━━━━━ Document section ━━━━━

Economic contraction intensified the suffering of civilians whose political agency was already constrained. The narrative framed this as peaceful pressure.

Those who endured it might describe it differently, as collective punishment disguised as principled policy.

Across these cases, the rhythm is unmistakable. Identify a state that resists alignment. Construct a narrative of threat or moral urgency. Deploy intervention, whether military, covert, or economic.

Reframe the aftermath as unfortunate complexity. Deliver speeches on international law. Repeat.

Now once again, Iran stands at the center of escalating rhetoric. Tel Aviv positions itself as perpetually endangered. Washington affirms unwavering support in the name of deterrence and alliance fidelity.

The narrative of existential threat is amplified. Military actions are described as defensive inevitabilities.

Yet critics argue that what is presented as containment often functions as provocation, that sanctions and strikes aim not merely to deter but to reshape the regional balance in favor of strategic hegemony.

Retired United States Army Colonel Douglas Macgregor has issued a sobering assessment that punctures triumphalist fantasies. Iran is not a minor adversary.

It possesses geographic depth, a significant population, entrenched regional alliances, and advanced missile and drone capabilities.

━━━━━ Given records ━━━━━

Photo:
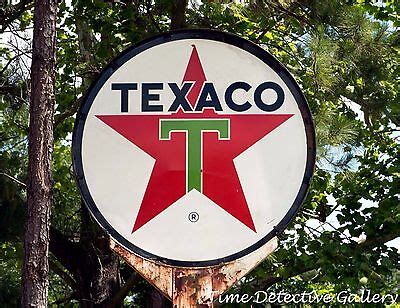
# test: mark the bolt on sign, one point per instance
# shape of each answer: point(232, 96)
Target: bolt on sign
point(194, 148)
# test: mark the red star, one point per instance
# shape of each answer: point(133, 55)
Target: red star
point(167, 183)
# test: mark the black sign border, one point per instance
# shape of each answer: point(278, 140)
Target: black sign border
point(174, 36)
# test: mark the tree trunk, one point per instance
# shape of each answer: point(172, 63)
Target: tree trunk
point(40, 148)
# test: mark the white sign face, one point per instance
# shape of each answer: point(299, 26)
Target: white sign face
point(194, 148)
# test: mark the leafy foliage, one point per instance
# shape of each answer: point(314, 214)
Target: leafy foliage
point(345, 56)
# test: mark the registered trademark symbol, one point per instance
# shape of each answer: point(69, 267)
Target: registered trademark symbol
point(194, 216)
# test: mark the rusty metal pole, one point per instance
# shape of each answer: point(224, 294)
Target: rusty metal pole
point(194, 287)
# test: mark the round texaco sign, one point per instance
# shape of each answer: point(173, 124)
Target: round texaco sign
point(194, 148)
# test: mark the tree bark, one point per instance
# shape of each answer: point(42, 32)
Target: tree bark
point(40, 148)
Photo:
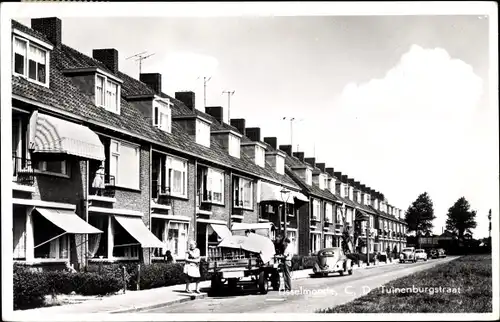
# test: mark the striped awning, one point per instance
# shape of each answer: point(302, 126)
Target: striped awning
point(54, 135)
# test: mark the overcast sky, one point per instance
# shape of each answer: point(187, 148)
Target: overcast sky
point(400, 103)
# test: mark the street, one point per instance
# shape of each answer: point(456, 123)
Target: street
point(309, 294)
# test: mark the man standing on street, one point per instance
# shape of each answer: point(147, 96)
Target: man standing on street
point(287, 267)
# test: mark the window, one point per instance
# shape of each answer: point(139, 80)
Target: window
point(234, 146)
point(243, 193)
point(177, 176)
point(328, 241)
point(260, 156)
point(203, 133)
point(30, 61)
point(315, 242)
point(316, 209)
point(107, 94)
point(329, 212)
point(162, 116)
point(292, 235)
point(280, 164)
point(124, 164)
point(309, 177)
point(213, 186)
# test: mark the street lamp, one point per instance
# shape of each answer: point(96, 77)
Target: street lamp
point(284, 192)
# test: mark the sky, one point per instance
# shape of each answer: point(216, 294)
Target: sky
point(399, 103)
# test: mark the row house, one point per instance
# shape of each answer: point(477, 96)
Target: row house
point(108, 168)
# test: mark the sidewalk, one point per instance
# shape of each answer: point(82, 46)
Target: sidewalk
point(134, 301)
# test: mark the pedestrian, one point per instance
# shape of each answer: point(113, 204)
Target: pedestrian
point(169, 258)
point(287, 265)
point(192, 267)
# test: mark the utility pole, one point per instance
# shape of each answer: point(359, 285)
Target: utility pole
point(140, 57)
point(229, 94)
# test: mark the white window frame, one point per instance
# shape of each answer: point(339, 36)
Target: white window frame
point(316, 213)
point(118, 174)
point(234, 143)
point(240, 183)
point(105, 104)
point(202, 133)
point(164, 110)
point(329, 212)
point(260, 156)
point(280, 164)
point(26, 61)
point(212, 175)
point(183, 169)
point(41, 167)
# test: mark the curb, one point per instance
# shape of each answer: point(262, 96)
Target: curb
point(158, 305)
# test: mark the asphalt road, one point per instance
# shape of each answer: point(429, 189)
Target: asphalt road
point(310, 294)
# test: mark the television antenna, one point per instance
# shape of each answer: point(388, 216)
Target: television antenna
point(140, 57)
point(229, 94)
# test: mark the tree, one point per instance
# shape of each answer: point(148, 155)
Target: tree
point(460, 218)
point(420, 215)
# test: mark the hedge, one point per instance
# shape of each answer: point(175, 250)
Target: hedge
point(31, 287)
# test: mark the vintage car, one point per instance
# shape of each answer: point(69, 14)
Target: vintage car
point(441, 253)
point(420, 254)
point(332, 260)
point(243, 260)
point(407, 255)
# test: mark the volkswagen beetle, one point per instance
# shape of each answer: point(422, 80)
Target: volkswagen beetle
point(407, 255)
point(332, 260)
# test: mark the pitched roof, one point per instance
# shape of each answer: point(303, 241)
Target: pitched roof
point(64, 95)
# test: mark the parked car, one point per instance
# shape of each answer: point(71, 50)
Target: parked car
point(407, 255)
point(420, 254)
point(441, 253)
point(332, 260)
point(433, 253)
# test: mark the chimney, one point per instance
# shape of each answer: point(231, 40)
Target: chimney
point(287, 149)
point(216, 112)
point(50, 27)
point(273, 142)
point(109, 57)
point(239, 124)
point(299, 155)
point(253, 133)
point(311, 161)
point(188, 98)
point(153, 80)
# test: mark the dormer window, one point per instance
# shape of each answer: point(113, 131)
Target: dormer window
point(107, 94)
point(162, 115)
point(30, 61)
point(202, 133)
point(309, 177)
point(280, 164)
point(234, 146)
point(260, 156)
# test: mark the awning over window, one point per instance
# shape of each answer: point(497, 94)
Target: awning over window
point(271, 192)
point(68, 221)
point(135, 227)
point(221, 230)
point(53, 135)
point(361, 215)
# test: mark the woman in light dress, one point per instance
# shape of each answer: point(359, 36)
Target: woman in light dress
point(192, 267)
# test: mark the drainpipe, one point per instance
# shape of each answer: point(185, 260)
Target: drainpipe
point(86, 256)
point(195, 221)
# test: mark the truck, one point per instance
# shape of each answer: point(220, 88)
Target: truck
point(243, 259)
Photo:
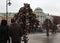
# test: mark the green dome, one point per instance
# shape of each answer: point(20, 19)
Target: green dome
point(40, 9)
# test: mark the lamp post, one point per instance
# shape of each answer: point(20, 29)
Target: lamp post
point(7, 3)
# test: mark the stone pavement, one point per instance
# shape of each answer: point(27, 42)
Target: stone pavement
point(42, 38)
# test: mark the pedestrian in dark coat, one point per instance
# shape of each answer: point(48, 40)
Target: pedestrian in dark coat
point(15, 32)
point(4, 32)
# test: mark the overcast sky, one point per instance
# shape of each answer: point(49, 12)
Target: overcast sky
point(49, 6)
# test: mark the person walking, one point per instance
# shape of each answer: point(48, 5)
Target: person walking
point(15, 32)
point(4, 32)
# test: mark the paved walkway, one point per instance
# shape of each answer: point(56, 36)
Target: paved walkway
point(42, 38)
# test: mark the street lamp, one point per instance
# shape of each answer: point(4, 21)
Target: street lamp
point(7, 3)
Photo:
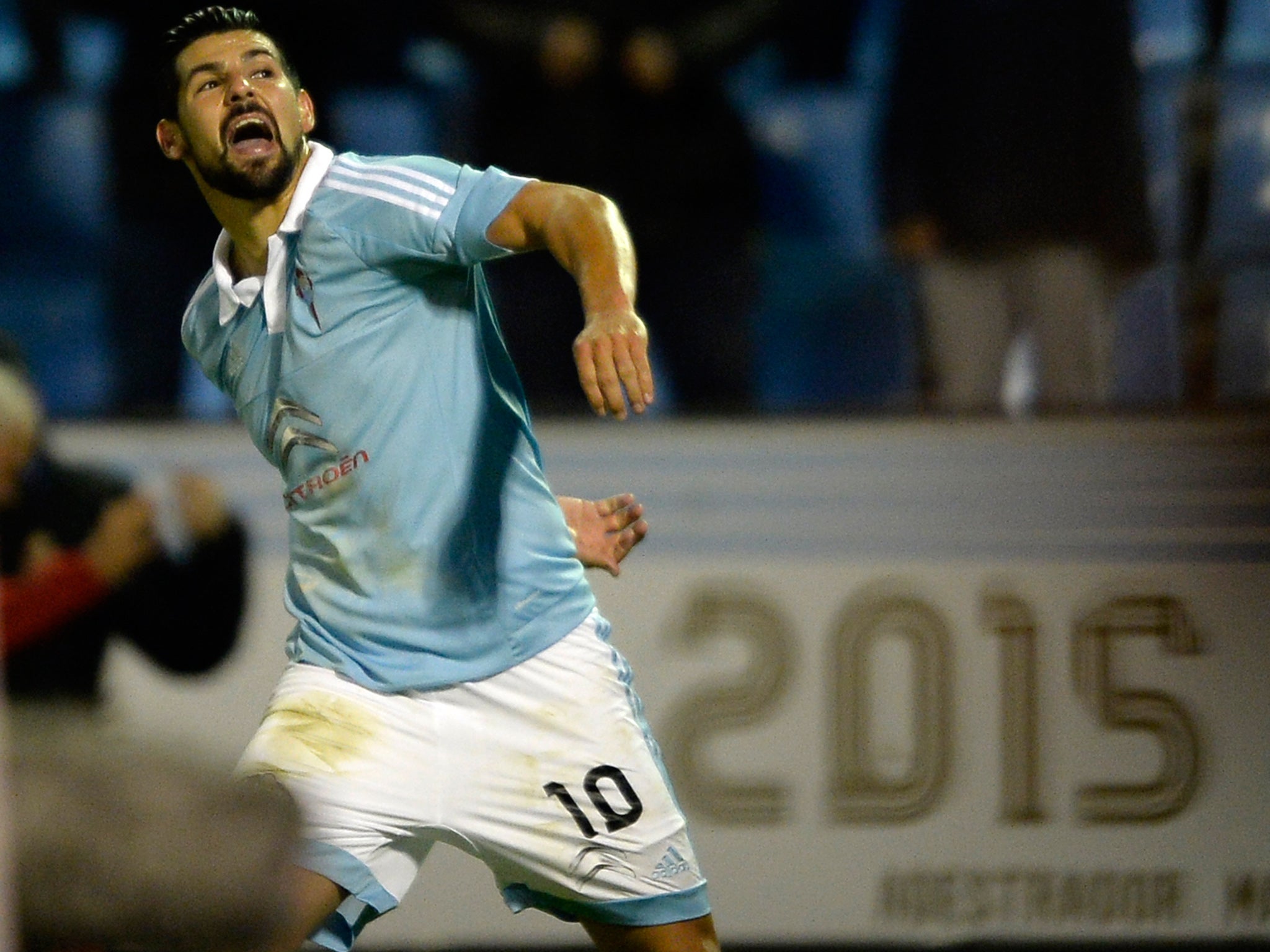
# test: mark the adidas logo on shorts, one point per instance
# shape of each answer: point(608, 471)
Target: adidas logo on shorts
point(671, 865)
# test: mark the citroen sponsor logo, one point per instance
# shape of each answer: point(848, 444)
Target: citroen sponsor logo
point(291, 436)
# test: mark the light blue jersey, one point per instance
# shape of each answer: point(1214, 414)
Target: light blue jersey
point(426, 545)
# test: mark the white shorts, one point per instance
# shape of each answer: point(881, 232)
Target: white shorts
point(546, 772)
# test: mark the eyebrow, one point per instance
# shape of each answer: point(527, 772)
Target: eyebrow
point(216, 65)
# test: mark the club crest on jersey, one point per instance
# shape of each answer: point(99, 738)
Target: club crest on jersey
point(305, 293)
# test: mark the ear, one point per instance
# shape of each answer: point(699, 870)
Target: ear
point(308, 117)
point(172, 143)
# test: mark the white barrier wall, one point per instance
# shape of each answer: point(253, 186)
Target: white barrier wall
point(916, 682)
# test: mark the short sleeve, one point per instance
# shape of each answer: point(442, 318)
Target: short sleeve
point(415, 207)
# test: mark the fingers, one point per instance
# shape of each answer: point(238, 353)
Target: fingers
point(624, 542)
point(614, 367)
point(615, 505)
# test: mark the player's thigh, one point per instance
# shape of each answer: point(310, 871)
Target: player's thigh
point(313, 897)
point(690, 936)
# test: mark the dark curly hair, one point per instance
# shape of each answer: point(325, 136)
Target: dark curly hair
point(196, 25)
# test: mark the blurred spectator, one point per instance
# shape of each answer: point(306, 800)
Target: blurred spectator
point(1015, 180)
point(159, 239)
point(81, 563)
point(628, 99)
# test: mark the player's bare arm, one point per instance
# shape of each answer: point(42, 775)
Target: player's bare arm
point(586, 234)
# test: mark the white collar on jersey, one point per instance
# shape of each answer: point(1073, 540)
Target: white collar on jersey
point(243, 294)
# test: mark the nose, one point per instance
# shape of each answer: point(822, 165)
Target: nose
point(239, 88)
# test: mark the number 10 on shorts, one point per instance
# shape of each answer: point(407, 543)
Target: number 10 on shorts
point(614, 819)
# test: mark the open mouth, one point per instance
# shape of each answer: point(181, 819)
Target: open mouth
point(249, 134)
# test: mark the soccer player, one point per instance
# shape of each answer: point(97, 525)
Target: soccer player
point(450, 677)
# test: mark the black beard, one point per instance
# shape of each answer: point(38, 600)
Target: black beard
point(249, 183)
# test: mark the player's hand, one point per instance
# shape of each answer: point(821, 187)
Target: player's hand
point(613, 357)
point(605, 531)
point(123, 539)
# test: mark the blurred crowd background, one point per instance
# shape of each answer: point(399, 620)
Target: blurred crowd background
point(854, 207)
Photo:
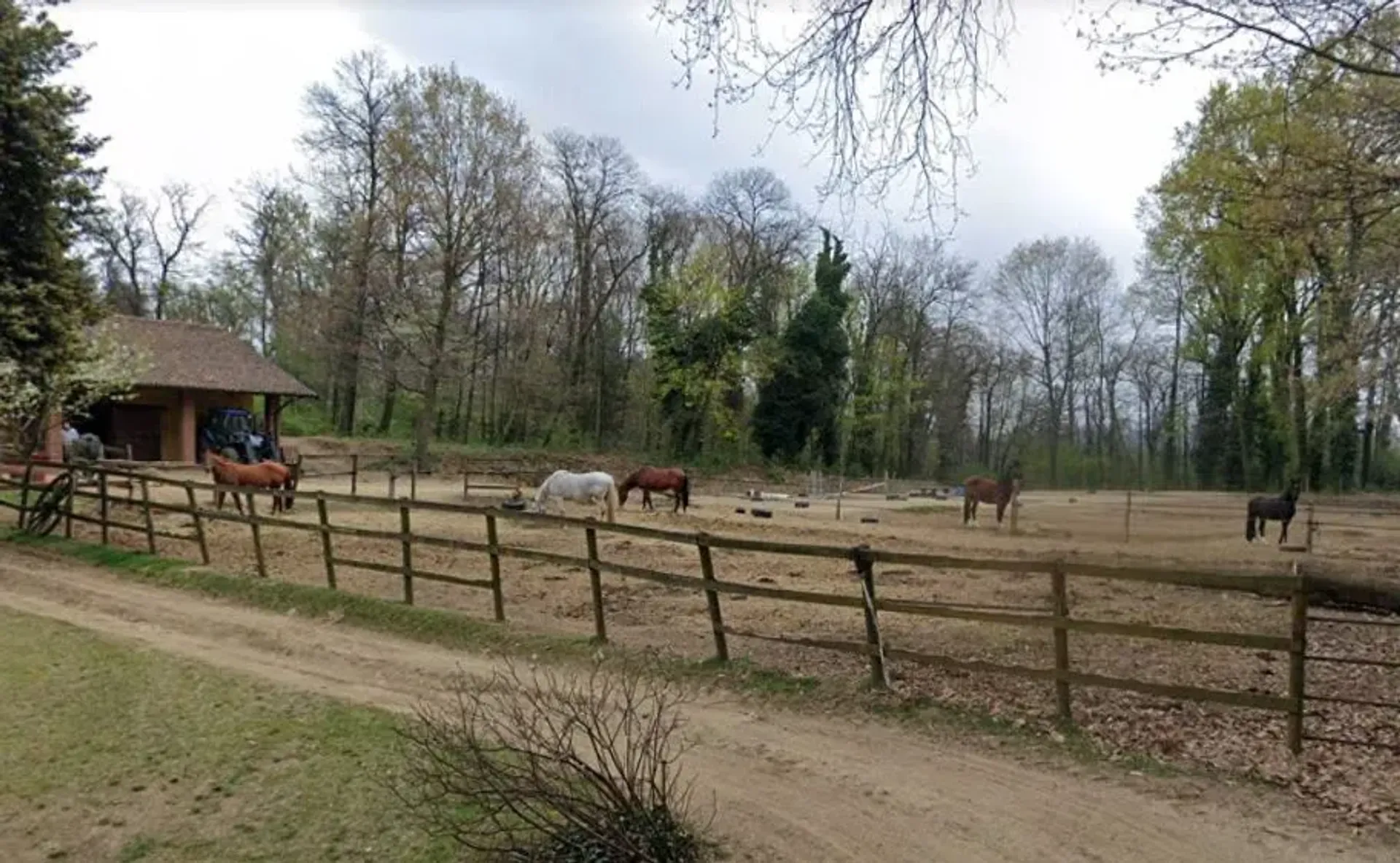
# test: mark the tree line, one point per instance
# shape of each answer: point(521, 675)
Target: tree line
point(441, 271)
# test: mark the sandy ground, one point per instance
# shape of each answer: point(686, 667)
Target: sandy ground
point(1189, 530)
point(786, 786)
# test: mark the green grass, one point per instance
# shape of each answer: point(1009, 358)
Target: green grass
point(455, 631)
point(114, 753)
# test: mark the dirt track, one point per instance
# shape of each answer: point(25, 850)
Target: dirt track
point(788, 786)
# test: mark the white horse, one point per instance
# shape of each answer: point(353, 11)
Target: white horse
point(595, 488)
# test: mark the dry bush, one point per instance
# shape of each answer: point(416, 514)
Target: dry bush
point(553, 767)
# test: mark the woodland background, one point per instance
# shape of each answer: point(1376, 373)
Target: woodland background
point(447, 274)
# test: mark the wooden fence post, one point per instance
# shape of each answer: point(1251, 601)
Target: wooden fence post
point(595, 583)
point(325, 540)
point(1062, 643)
point(712, 598)
point(199, 523)
point(24, 492)
point(1296, 663)
point(257, 530)
point(866, 568)
point(406, 540)
point(68, 511)
point(103, 505)
point(493, 549)
point(150, 520)
point(1127, 520)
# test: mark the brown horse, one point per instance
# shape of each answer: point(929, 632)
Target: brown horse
point(657, 479)
point(990, 491)
point(262, 475)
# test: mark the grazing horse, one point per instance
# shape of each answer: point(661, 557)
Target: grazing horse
point(1280, 509)
point(657, 479)
point(262, 475)
point(586, 488)
point(990, 491)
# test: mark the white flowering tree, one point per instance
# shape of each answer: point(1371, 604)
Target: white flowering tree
point(28, 401)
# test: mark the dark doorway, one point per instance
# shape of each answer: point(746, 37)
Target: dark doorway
point(120, 426)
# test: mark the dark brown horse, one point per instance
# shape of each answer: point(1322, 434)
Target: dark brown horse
point(262, 475)
point(986, 489)
point(1280, 509)
point(657, 479)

━━━━━

▶ [Set task 1]:
Write out the commentary on foreign intervention word for word, starting at "Economic contraction intensified" and ending at "as defensive inevitabilities.".
▶ [Set task 2]:
In the commentary on foreign intervention, who issued the assessment that Iran is not a minor adversary?

▶ [Answer 1]:
Economic contraction intensified the suffering of civilians whose political agency was already constrained. The narrative framed this as peaceful pressure.

Those who endured it might describe it differently, as collective punishment disguised as principled policy.

Across these cases, the rhythm is unmistakable. Identify a state that resists alignment. Construct a narrative of threat or moral urgency. Deploy intervention, whether military, covert, or economic.

Reframe the aftermath as unfortunate complexity. Deliver speeches on international law. Repeat.

Now once again, Iran stands at the center of escalating rhetoric. Tel Aviv positions itself as perpetually endangered. Washington affirms unwavering support in the name of deterrence and alliance fidelity.

The narrative of existential threat is amplified. Military actions are described as defensive inevitabilities.

▶ [Answer 2]:
Retired United States Army Colonel Douglas Macgregor.